--- START ---
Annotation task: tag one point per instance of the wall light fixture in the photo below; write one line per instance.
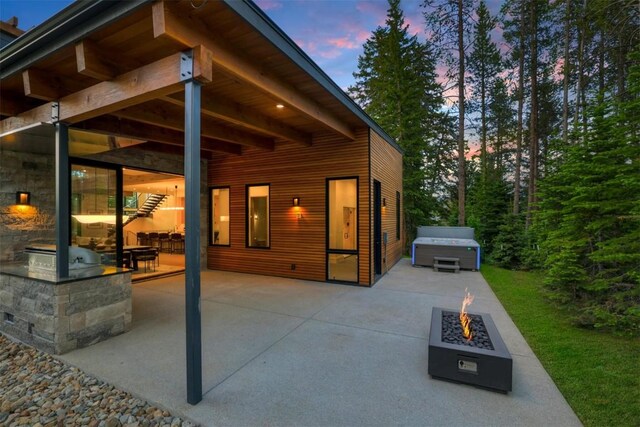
(23, 198)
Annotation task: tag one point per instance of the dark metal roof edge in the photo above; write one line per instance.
(251, 13)
(67, 26)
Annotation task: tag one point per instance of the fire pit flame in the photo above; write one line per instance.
(465, 320)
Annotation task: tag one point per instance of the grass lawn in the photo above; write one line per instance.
(598, 374)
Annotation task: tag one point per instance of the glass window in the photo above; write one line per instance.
(343, 215)
(258, 216)
(342, 224)
(397, 215)
(93, 211)
(220, 216)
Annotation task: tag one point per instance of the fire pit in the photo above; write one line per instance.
(481, 359)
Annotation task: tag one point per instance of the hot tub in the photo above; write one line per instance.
(447, 242)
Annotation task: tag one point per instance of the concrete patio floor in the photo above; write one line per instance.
(290, 352)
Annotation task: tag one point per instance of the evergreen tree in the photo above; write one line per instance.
(484, 65)
(395, 84)
(448, 27)
(589, 219)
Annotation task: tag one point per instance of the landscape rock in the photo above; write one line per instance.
(38, 390)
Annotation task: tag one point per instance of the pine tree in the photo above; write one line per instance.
(448, 26)
(484, 65)
(590, 215)
(395, 84)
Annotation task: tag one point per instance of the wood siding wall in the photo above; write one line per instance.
(386, 167)
(292, 170)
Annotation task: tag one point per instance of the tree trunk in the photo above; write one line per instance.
(516, 178)
(621, 67)
(461, 145)
(601, 62)
(579, 80)
(533, 126)
(483, 123)
(567, 73)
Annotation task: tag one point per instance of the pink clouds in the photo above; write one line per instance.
(344, 43)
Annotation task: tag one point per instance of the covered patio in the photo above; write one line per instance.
(290, 352)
--- END ---
__Assigned task__
Please copy every entry exactly, without the pictures.

__Task answer__
Annotation task: tag one point per instance of the wall light fixture in the photo below; write one line per instance.
(23, 198)
Annotation task: tag one point per instance of the dark metal roof edge in the photo above; write one line per instance.
(251, 13)
(67, 26)
Annotation task: tag one point per instance of the fire pit flame in the photo above; write one line per instance.
(465, 320)
Annotation task: tag one point per instance of the grass lawn in the photo above; write one line per instance.
(598, 374)
Annotation task: tag one point per instance of the glass window in the photo above; write one line per instance.
(343, 215)
(258, 216)
(342, 224)
(397, 215)
(93, 211)
(220, 216)
Annotation task: tag one point per instance of the fire pit in the photo above; write one line per instance.
(481, 359)
Annotation task: tag one point per instance of the hot tub in the photo above; write one line per instance.
(447, 242)
Annotation task: tag one point per instance of the concrete patio floor in the photo above; write one line per instance.
(290, 352)
Annotation task: tag one point per instance of the evergreen tree in the photo above; write one line per instance.
(484, 65)
(395, 84)
(448, 27)
(589, 219)
Annotation task: tag one point per instance of the landscape rock in the photo above; write one line per instance.
(38, 390)
Annotation task: tag one point per instance of the pine tree in the photo above; write one line per instance.
(448, 26)
(484, 65)
(590, 215)
(395, 84)
Annotation task: tag one point per instance of the wood siding wall in the photo above; write one line per instance.
(386, 167)
(292, 170)
Annotation task: tag one point per instance of the tree trunk in the photo above; write one line per instance.
(516, 178)
(621, 67)
(461, 145)
(601, 62)
(579, 80)
(533, 126)
(483, 123)
(567, 73)
Annotation task: tag one point per instance of the pink clouds in the photo above; write one line per instance.
(344, 43)
Annotation task: tag one point per instance of the covered patio in the photo above; write one line per instance.
(290, 352)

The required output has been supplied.